(Records from a point-labeling set)
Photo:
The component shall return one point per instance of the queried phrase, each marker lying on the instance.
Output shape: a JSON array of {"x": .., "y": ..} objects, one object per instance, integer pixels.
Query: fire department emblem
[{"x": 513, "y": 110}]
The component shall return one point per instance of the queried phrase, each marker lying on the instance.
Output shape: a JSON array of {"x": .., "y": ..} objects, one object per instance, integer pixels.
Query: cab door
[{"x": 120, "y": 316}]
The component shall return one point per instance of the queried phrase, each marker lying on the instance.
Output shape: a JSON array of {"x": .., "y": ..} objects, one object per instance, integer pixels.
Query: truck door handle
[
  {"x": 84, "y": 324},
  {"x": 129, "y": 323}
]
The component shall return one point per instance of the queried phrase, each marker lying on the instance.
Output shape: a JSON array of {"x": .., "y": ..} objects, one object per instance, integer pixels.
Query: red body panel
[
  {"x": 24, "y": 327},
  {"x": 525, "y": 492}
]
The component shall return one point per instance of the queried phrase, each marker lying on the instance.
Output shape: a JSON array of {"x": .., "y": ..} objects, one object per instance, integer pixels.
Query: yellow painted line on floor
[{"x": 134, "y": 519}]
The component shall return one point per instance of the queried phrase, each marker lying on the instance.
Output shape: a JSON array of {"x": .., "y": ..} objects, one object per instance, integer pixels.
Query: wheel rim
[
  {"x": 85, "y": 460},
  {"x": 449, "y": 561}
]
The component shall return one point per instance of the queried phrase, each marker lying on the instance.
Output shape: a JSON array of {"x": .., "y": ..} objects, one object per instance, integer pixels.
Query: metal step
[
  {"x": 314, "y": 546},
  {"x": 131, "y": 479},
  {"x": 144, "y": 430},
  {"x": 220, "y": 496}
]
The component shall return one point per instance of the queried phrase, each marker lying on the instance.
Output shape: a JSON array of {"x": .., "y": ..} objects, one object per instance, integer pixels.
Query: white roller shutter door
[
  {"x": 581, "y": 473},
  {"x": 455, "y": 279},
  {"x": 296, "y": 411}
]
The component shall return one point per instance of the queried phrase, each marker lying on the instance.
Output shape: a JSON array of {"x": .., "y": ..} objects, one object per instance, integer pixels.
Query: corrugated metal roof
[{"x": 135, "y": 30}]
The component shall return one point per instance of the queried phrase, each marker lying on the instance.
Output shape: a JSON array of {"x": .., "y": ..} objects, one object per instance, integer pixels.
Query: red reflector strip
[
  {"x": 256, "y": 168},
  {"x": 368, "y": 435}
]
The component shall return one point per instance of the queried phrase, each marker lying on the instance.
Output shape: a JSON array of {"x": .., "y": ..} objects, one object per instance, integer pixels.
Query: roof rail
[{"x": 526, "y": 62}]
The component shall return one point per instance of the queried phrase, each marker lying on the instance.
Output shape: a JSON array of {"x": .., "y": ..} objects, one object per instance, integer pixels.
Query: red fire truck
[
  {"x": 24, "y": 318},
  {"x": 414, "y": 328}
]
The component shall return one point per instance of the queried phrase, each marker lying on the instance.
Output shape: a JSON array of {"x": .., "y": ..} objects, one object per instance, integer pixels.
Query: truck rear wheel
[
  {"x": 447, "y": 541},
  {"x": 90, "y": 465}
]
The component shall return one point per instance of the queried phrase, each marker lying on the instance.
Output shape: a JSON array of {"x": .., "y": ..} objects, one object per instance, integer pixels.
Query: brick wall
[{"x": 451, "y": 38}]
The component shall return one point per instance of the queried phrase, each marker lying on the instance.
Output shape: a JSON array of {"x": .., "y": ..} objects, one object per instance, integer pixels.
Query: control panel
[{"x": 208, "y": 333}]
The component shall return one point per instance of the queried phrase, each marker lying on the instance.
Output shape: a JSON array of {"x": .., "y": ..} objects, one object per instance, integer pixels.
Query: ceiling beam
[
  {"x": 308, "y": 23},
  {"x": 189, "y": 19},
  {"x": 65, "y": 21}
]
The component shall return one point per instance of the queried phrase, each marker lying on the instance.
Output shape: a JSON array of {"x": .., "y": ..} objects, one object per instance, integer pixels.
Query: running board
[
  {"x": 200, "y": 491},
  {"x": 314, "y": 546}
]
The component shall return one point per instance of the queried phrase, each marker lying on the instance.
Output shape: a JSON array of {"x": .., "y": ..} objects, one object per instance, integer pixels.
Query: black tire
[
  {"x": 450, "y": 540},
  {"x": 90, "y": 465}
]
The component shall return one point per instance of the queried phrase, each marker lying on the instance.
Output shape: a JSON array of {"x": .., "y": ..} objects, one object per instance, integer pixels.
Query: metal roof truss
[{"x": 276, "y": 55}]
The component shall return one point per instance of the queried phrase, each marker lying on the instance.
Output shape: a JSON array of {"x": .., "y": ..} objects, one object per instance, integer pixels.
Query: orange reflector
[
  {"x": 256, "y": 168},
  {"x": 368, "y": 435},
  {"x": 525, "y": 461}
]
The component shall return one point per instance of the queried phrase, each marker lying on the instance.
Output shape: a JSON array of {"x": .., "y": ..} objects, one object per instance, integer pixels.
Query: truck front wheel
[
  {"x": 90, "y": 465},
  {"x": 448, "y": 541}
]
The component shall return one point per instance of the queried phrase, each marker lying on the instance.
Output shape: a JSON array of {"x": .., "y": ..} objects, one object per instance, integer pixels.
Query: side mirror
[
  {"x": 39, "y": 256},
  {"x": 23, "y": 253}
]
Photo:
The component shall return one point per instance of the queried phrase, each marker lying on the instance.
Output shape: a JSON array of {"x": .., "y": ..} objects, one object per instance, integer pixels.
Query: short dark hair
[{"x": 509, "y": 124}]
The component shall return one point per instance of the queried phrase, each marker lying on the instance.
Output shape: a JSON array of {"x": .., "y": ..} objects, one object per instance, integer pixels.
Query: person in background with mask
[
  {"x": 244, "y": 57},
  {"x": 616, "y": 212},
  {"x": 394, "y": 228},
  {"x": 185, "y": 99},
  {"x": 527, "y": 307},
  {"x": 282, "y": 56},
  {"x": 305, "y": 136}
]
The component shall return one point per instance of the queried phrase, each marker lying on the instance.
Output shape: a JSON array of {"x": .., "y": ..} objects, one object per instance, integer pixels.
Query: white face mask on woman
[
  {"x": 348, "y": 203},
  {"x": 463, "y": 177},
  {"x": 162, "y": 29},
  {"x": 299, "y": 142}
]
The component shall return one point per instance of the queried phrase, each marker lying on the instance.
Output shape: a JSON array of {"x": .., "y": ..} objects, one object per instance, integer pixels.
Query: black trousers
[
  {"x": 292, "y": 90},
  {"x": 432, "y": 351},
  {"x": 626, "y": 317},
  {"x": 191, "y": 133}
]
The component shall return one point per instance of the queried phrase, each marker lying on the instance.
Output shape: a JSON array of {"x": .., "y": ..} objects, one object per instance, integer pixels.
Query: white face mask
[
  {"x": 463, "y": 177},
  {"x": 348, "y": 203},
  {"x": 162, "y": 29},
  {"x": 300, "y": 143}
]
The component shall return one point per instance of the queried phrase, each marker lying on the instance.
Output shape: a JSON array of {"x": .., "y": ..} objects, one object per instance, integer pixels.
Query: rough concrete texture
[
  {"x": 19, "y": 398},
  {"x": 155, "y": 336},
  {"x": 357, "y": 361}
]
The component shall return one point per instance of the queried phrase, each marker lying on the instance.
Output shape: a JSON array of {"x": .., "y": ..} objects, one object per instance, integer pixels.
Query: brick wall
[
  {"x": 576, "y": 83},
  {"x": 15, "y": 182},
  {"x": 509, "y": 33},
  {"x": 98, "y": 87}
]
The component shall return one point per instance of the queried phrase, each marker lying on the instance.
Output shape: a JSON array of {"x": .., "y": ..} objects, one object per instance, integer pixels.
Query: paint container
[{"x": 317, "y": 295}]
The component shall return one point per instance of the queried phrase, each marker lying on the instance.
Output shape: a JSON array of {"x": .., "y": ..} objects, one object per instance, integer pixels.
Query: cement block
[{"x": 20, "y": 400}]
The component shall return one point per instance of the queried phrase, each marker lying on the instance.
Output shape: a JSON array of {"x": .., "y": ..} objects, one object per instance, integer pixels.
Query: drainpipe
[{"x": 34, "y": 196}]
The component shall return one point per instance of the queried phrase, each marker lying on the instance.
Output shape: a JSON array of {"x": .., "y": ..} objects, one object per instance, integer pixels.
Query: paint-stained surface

> _AIM_
Count the lines in the material above that contain the string "roof". Give only the number.

> _REPLY_
3